[Point annotations for photos]

==============================

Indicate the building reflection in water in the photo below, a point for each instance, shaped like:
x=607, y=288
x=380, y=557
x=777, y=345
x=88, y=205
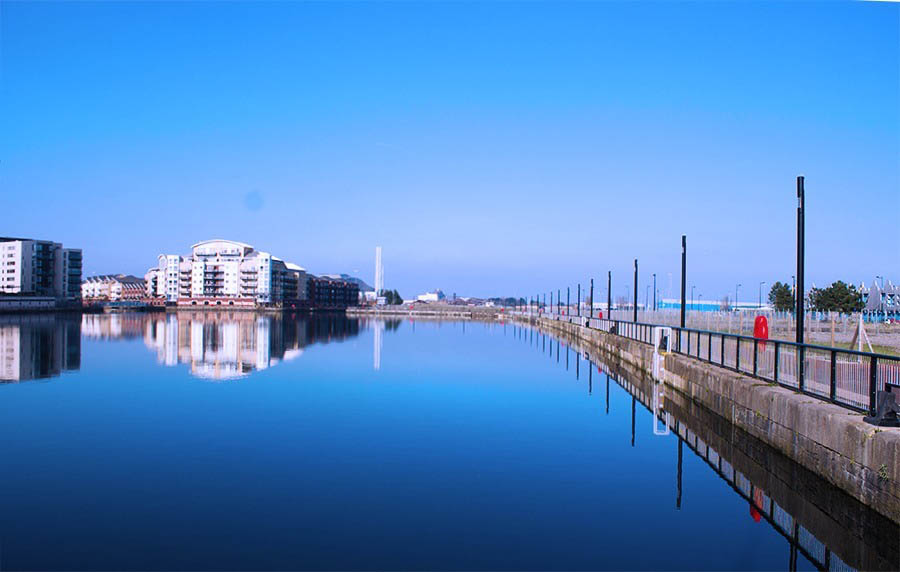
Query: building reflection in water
x=378, y=326
x=229, y=345
x=830, y=529
x=38, y=346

==============================

▸ **What you will do**
Revise the rows above by changing every "building reflection in water" to "reflection of a building on the water", keeping everything else unchanged, and omit the pictures from your output.

▸ **Written answer**
Indicate the reflection of a building on the water in the photo below, a point for each instance, shaped like:
x=607, y=288
x=380, y=557
x=777, y=345
x=88, y=205
Query: reflection of a building on the water
x=378, y=326
x=229, y=345
x=830, y=529
x=38, y=346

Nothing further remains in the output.